───── Extracted entries ─────

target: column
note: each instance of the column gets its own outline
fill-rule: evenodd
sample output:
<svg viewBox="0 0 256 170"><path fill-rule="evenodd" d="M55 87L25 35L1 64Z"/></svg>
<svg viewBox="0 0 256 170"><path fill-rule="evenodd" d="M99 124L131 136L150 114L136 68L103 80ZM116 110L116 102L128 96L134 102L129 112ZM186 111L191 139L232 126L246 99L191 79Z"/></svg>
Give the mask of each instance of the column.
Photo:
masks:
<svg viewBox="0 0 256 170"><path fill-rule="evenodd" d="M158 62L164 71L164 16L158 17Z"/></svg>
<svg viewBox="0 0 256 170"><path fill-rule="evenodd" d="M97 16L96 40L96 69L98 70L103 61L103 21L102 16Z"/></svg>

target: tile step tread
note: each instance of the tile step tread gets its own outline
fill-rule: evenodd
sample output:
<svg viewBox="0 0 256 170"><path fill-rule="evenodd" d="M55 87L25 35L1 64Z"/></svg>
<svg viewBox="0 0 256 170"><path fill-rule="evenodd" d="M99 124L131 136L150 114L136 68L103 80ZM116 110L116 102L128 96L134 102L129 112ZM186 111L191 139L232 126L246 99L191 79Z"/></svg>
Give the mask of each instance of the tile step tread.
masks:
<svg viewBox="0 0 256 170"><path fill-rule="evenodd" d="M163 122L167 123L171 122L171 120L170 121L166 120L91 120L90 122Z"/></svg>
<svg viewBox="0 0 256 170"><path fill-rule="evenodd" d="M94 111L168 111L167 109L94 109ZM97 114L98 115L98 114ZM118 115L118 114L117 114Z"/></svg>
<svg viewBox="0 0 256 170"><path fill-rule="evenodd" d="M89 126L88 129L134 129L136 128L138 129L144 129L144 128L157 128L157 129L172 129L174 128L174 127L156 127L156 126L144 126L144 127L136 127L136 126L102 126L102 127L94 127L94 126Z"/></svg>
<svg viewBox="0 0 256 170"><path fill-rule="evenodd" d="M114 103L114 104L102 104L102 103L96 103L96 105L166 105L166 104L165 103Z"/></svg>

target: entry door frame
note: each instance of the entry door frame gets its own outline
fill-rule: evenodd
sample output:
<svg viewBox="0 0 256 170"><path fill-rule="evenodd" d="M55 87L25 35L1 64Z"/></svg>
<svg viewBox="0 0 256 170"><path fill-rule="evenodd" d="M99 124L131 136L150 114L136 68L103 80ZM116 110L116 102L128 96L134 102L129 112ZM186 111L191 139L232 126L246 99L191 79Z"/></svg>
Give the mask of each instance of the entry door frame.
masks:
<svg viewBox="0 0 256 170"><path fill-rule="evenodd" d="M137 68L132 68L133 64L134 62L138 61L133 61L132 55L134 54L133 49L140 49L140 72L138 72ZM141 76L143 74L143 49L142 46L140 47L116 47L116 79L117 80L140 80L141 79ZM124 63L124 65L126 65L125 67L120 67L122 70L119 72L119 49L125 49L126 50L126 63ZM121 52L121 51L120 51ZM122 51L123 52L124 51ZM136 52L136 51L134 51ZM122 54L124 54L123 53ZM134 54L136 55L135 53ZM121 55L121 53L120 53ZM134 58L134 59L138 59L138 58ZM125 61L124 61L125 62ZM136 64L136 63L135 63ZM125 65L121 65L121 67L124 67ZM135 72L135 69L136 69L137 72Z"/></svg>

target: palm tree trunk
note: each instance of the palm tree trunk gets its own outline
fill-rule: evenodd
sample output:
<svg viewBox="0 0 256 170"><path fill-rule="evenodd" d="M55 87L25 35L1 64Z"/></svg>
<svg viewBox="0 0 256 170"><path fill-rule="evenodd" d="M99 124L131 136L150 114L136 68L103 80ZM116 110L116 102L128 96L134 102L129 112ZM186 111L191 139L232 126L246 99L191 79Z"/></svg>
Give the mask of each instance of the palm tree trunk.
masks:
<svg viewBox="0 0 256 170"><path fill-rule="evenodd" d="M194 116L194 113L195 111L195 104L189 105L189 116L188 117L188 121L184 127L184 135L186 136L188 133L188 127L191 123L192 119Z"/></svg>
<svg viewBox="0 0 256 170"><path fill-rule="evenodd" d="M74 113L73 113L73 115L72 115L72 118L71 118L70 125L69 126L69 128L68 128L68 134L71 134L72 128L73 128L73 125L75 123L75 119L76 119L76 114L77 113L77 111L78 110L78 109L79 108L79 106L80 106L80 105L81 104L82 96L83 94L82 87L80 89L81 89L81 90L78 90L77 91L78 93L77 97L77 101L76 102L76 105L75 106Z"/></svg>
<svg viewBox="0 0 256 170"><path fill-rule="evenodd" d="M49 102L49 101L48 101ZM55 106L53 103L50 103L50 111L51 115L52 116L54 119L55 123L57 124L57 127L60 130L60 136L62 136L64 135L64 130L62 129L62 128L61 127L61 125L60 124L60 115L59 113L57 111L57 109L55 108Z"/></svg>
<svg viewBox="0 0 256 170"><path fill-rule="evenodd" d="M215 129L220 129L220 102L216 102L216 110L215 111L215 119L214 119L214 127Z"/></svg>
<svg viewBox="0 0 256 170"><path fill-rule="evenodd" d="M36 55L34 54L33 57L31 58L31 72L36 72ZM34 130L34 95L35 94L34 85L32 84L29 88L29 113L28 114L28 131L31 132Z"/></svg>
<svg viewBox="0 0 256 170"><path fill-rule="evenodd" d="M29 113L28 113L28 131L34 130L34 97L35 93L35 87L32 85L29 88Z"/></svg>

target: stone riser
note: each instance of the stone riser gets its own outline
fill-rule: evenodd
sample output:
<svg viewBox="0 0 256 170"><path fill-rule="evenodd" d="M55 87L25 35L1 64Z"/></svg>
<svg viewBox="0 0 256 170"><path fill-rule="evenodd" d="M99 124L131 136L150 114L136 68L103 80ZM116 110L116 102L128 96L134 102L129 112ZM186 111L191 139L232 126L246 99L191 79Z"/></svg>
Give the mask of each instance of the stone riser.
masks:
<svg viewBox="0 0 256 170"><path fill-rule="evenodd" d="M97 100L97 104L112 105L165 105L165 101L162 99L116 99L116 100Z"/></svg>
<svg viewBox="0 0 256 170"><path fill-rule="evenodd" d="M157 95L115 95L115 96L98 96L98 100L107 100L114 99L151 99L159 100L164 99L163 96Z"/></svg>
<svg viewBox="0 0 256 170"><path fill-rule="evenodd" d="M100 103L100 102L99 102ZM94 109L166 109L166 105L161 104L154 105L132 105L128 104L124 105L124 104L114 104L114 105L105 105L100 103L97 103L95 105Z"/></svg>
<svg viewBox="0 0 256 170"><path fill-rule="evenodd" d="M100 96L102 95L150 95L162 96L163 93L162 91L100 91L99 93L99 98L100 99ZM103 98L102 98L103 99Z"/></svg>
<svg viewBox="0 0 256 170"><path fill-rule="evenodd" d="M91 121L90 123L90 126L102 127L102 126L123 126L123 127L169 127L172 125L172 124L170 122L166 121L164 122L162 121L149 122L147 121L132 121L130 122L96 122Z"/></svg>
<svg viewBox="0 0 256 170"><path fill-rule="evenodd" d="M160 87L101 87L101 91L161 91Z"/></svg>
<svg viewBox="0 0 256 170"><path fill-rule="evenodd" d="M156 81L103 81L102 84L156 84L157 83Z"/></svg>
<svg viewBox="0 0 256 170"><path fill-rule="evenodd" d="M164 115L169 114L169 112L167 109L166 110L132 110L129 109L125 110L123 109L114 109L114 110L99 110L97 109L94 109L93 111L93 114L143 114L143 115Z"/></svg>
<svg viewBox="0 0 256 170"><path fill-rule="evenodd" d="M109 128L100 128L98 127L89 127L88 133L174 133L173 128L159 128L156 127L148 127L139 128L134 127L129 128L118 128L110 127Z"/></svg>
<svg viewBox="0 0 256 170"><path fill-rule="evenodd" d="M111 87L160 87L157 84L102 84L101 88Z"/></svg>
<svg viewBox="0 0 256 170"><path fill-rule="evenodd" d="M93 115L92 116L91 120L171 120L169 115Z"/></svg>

─────

__Exercise task__
Recast the entries, from their start through the line containing "103L114 104L102 104L102", as a Markdown table with two columns: Row, holding a row number, and Content, holding the line. Omit blank lines.

__Exercise output__
| Row | Content |
|---|---|
| 1 | target: column |
| 2 | note: each instance of the column gets its own outline |
| 3 | fill-rule: evenodd |
| 4 | sample output: |
| 5 | <svg viewBox="0 0 256 170"><path fill-rule="evenodd" d="M55 87L25 35L1 64Z"/></svg> |
| 6 | <svg viewBox="0 0 256 170"><path fill-rule="evenodd" d="M99 124L131 136L150 114L136 68L103 80ZM116 110L116 102L128 96L134 102L129 112ZM186 111L191 139L232 126L246 99L191 79Z"/></svg> |
| 7 | Give the mask of each instance of the column. |
| 8 | Photo: |
| 9 | masks: |
| 10 | <svg viewBox="0 0 256 170"><path fill-rule="evenodd" d="M158 62L164 71L164 16L158 17Z"/></svg> |
| 11 | <svg viewBox="0 0 256 170"><path fill-rule="evenodd" d="M97 16L96 40L96 69L98 70L103 61L103 21L102 16Z"/></svg> |
| 12 | target: tile step tread |
| 13 | note: each instance of the tile step tread gets its own outline |
| 14 | fill-rule: evenodd |
| 15 | sample output: |
| 16 | <svg viewBox="0 0 256 170"><path fill-rule="evenodd" d="M55 87L25 35L1 64Z"/></svg> |
| 17 | <svg viewBox="0 0 256 170"><path fill-rule="evenodd" d="M99 124L131 136L150 114L136 68L103 80ZM116 110L116 102L128 96L134 102L129 112ZM186 111L191 139L232 126L246 99L191 79Z"/></svg> |
| 18 | Give the mask of each instance of the tile step tread. |
| 19 | masks: |
| 20 | <svg viewBox="0 0 256 170"><path fill-rule="evenodd" d="M163 122L167 123L171 122L171 120L170 121L166 120L91 120L90 122Z"/></svg> |
| 21 | <svg viewBox="0 0 256 170"><path fill-rule="evenodd" d="M94 111L168 111L167 109L94 109ZM97 114L98 115L98 114ZM118 115L118 114L117 114Z"/></svg> |
| 22 | <svg viewBox="0 0 256 170"><path fill-rule="evenodd" d="M89 126L88 129L134 129L136 128L138 129L144 129L144 128L157 128L157 129L172 129L174 128L174 127L156 127L156 126L144 126L144 127L136 127L136 126L102 126L102 127L94 127L94 126Z"/></svg> |
| 23 | <svg viewBox="0 0 256 170"><path fill-rule="evenodd" d="M114 103L114 104L102 104L102 103L96 103L96 105L166 105L166 104L165 103Z"/></svg> |